WHAT IS REQUIRED: Output the records that follow exactly as they are written.

SUPPLIED MATERIAL:
BEGIN
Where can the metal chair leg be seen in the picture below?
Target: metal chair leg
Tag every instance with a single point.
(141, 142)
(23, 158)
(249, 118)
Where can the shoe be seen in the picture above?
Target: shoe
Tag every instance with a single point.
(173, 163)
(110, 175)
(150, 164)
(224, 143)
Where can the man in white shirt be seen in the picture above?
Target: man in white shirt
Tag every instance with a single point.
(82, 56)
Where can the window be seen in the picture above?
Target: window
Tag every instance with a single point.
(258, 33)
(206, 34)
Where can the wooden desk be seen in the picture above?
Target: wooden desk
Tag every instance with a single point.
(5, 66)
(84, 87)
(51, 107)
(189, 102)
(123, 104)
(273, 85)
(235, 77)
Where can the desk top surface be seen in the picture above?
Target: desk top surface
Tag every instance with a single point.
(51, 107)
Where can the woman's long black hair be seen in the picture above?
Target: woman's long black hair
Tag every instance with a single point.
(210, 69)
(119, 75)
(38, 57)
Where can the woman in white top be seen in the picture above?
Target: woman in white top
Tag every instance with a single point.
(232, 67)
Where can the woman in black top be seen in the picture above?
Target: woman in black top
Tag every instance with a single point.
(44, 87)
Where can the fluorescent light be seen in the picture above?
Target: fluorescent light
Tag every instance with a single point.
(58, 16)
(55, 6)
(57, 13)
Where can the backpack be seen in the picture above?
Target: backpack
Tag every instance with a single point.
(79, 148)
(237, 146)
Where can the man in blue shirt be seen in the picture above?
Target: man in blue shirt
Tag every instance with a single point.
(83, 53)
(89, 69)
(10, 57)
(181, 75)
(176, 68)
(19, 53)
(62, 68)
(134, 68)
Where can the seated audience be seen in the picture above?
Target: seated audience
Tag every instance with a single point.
END
ANSWER BOX:
Where can the metal chair leg be seen in the picture below?
Target: metal chair leg
Tag every instance with a single point.
(141, 142)
(23, 158)
(249, 118)
Where can the shoe be seen in the picture above?
Target: shoe
Tag every instance with a single point.
(173, 163)
(110, 175)
(150, 164)
(224, 143)
Where can the man in white shirt be seen in the picture above?
Target: man in white shirt
Tag every instance with a single point.
(82, 56)
Where can the window be seen in the picture above?
Target: window
Tag every instance with a single point.
(258, 33)
(206, 34)
Where can the wooden desk be seen in the picture above?
Target: wooden desk
Tag every instance with a single point.
(5, 66)
(84, 87)
(51, 107)
(189, 102)
(123, 104)
(273, 85)
(235, 77)
Where can the desk top surface be seen in the picture above?
Target: desk top surface
Tag every instance with a single point.
(51, 107)
Where can the woman's long black hair be seen in the picture above?
Target: woman's long black hair
Tag every instance with a single point.
(210, 69)
(119, 75)
(38, 57)
Where can the woman in white top be seen in the picture above?
Target: woman in white top
Tag every instance with a single point.
(232, 67)
Where can the woman in black top be seen in the picture above?
Target: woman in black top
Tag every instance with a single point.
(44, 87)
Where can the fluorescent light be seen in the picture above?
Target: fluorescent light
Tag every instance with a single point.
(58, 16)
(55, 6)
(57, 13)
Where can the backpack be seen in the picture above?
Target: backpack
Tag every instance with a single point.
(79, 148)
(237, 146)
Where can the man in blue shirt be seen in the picture above?
Target: man in blue shirt
Tag every instance with a single point.
(83, 53)
(89, 69)
(10, 57)
(181, 75)
(176, 68)
(19, 53)
(62, 68)
(134, 68)
Where can the seated audience be seen in the picture above?
Target: seated audience
Tag every instance with a single point.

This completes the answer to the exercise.